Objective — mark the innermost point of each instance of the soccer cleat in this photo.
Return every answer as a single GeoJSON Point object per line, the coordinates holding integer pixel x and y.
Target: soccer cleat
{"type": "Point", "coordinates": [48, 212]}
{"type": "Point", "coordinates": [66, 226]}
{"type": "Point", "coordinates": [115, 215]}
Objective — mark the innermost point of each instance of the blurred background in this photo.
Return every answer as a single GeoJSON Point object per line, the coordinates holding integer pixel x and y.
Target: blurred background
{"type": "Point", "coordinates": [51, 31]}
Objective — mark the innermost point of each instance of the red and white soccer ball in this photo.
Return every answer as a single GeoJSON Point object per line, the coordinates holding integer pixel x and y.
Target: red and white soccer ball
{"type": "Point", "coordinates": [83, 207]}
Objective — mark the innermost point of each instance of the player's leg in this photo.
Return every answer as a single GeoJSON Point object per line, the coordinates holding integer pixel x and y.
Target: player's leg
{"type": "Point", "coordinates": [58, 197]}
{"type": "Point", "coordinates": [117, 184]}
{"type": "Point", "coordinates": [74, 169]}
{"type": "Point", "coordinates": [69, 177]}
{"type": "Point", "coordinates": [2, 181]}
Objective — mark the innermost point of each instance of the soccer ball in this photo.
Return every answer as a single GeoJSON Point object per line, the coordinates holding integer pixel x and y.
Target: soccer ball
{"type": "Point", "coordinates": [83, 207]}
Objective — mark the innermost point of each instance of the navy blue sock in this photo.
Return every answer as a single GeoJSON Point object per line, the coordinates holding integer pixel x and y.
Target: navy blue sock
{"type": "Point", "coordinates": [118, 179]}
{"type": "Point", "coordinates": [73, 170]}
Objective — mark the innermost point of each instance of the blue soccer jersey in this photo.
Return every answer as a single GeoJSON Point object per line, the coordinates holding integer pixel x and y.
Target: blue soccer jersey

# # # #

EXERCISE – Reproduce every one of the records above, line by line, without changing a single character.

RESPONSE TO THIS TASK –
Objective — mark the innermost point of each instance of the soccer cleat in this photo.
Return every answer as a single GeoJSON Point object per line, the coordinates holding integer pixel x and y.
Target: soccer cleat
{"type": "Point", "coordinates": [48, 212]}
{"type": "Point", "coordinates": [66, 226]}
{"type": "Point", "coordinates": [115, 215]}
Objective — mark the innermost point of each instance of the blurred background in this photo.
Return every answer as a single GeoJSON Point object per line, the coordinates holding integer pixel x and y.
Target: blurred background
{"type": "Point", "coordinates": [51, 31]}
Objective — mark the innermost point of each instance of the red and white soccer ball in this photo.
Return every answer as a single GeoJSON Point object per line, the coordinates holding integer pixel x and y.
Target: red and white soccer ball
{"type": "Point", "coordinates": [83, 207]}
Objective — mark the innermost point of each instance of the player's leg in this photo.
Return every answer as a single GeoJSON Point object per line, the coordinates holding integer pixel x and y.
Target: player's leg
{"type": "Point", "coordinates": [58, 197]}
{"type": "Point", "coordinates": [117, 184]}
{"type": "Point", "coordinates": [74, 169]}
{"type": "Point", "coordinates": [69, 177]}
{"type": "Point", "coordinates": [2, 181]}
Objective — mark the innermost point of each instance of the soccer ball in this photo.
Return every answer as a single GeoJSON Point object per line, the coordinates holding integer pixel x and y.
Target: soccer ball
{"type": "Point", "coordinates": [83, 207]}
Objective — mark the innermost point of each instance of the navy blue sock in this photo.
Return every answer as a single GeoJSON Point object per line, the coordinates holding integer pixel x and y.
Target: navy blue sock
{"type": "Point", "coordinates": [118, 179]}
{"type": "Point", "coordinates": [73, 170]}
Objective — mark the innermost point of each instance of the blue soccer jersey in this photo.
Return every answer as a single GeoJSON Point object per line, the coordinates holding integer pixel x and y.
Target: blue soccer jersey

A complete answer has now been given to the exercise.